TASK:
Please restate the data that follows, leaving every word in place.

TASK MATERIAL:
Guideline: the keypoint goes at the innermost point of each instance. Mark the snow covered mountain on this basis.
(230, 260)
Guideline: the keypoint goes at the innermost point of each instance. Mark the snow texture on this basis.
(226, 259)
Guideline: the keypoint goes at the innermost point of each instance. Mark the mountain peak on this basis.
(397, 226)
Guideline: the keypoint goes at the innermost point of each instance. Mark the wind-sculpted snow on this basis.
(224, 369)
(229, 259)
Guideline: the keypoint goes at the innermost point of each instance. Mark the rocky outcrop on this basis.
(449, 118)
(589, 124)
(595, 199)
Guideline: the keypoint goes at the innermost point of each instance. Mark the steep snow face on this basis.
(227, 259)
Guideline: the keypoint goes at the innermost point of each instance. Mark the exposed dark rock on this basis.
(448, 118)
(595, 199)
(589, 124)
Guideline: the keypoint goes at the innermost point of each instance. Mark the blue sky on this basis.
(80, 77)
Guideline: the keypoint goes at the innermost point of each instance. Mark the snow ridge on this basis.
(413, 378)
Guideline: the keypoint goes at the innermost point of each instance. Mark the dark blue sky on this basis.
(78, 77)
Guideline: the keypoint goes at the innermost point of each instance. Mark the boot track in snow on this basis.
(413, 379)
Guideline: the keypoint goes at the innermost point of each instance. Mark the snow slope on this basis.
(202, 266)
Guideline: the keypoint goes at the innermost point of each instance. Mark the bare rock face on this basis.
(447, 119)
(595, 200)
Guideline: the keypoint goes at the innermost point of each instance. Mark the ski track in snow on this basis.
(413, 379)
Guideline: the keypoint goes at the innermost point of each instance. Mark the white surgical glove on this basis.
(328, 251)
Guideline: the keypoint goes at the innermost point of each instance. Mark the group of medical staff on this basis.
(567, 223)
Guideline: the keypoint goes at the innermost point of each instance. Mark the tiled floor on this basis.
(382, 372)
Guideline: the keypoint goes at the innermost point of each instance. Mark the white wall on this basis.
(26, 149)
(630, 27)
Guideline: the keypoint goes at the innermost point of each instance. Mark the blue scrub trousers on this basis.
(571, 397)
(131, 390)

RESPONSE TO THE TASK:
Guideline: the keypoint goes at the innermost point of each instance. Mark the snow covered mountain on this basis.
(230, 260)
Guideline: the keypoint goes at the innermost point of each instance. Mark the snow texture on this basis.
(226, 259)
Guideline: the keypoint goes at the innermost point of each instance. Mark the mountain peak on this basis.
(397, 226)
Guideline: the keypoint goes at the innermost point of each instance. Mark the wind-sculpted snow on this basis.
(224, 369)
(229, 259)
Guideline: the keypoint goes at the innermost point of each instance. Mark the rocky outcrop on this basis.
(449, 118)
(589, 124)
(595, 199)
Guideline: the keypoint goes at the innermost point of each instance. Mark the steep snow face on this basis.
(227, 259)
Guideline: the keypoint goes at the innermost point of each instance. Mark the exposed dark rock on this basis.
(448, 118)
(595, 199)
(589, 124)
Guideline: the keypoint goes at the innermost point of each instance. Mark the blue sky on this basis.
(80, 77)
Guideline: the keypoint goes at the innermost point of each instance. Mark the snow ridge on this basis.
(413, 378)
Guideline: the keypoint goes at the innermost point of each instance. Mark the dark blue sky on this basis.
(78, 77)
Guideline: the keypoint goes at the innermost point of each instance. Mark the boot track in snow on this basis.
(413, 379)
Guideline: the keypoint goes at the innermost point of each instance. Mark the snow slope on this basis.
(202, 266)
Guideline: the keypoint goes at the innermost point of each instance. Mark the bare rock face on this basis.
(447, 119)
(595, 200)
Guideline: the keypoint goes at the innermost point of each instance. Mark the ski track in snow on this basis.
(413, 379)
Guideline: the keypoint goes at the innermost point of each instance. Mark the white surgical glove on this basis.
(328, 251)
Guideline: the keypoint goes at the innermost point of each instance. Mark the group of medical staff on this basis.
(567, 223)
Guideline: the keypoint goes at the innermost point of each instance. Mark the tiled floor on this basis.
(382, 372)
Guideline: the keypoint goes at the innermost point of each instance. Mark the white wall on this basis.
(26, 149)
(630, 27)
Guideline: the keypoint goes at the innermost point of each instance. Mark the blue scrub trousers on this basis.
(571, 397)
(131, 390)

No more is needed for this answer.